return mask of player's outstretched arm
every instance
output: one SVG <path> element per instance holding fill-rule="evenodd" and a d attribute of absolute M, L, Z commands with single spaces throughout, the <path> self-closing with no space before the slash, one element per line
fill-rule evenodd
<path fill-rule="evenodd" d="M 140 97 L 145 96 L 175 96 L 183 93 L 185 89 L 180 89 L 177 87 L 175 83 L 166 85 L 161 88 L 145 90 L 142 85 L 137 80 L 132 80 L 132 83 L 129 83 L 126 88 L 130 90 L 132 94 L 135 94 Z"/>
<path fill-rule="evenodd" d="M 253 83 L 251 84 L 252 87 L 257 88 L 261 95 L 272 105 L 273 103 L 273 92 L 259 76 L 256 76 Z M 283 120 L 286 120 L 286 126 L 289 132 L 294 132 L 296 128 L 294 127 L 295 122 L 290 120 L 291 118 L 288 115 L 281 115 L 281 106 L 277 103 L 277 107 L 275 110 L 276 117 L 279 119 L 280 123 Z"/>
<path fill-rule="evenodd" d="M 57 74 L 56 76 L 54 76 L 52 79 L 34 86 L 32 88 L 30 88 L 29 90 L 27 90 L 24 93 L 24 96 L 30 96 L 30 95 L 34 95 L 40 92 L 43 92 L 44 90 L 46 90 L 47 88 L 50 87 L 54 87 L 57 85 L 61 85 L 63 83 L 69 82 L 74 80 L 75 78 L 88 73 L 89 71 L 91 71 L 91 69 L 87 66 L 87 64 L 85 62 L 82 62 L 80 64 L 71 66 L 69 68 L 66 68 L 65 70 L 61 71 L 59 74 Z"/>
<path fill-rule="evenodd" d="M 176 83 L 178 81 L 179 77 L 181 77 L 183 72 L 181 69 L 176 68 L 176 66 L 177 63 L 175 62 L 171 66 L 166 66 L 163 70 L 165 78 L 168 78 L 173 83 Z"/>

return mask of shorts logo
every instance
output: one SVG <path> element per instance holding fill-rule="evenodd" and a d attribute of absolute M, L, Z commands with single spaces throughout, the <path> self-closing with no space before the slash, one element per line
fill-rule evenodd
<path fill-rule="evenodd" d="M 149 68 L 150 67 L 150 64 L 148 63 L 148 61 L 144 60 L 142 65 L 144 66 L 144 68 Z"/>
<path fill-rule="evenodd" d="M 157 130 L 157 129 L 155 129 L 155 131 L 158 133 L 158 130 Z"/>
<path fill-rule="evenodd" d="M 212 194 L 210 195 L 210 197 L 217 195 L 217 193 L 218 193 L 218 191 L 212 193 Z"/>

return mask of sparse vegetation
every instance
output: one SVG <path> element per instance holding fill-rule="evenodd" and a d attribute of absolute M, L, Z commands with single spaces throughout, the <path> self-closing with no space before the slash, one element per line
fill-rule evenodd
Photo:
# # #
Problem to solve
Scan the material above for "return". Copy every line where it appears.

Answer to this problem
return mask of player's outstretched arm
return mask of shorts logo
return mask of sparse vegetation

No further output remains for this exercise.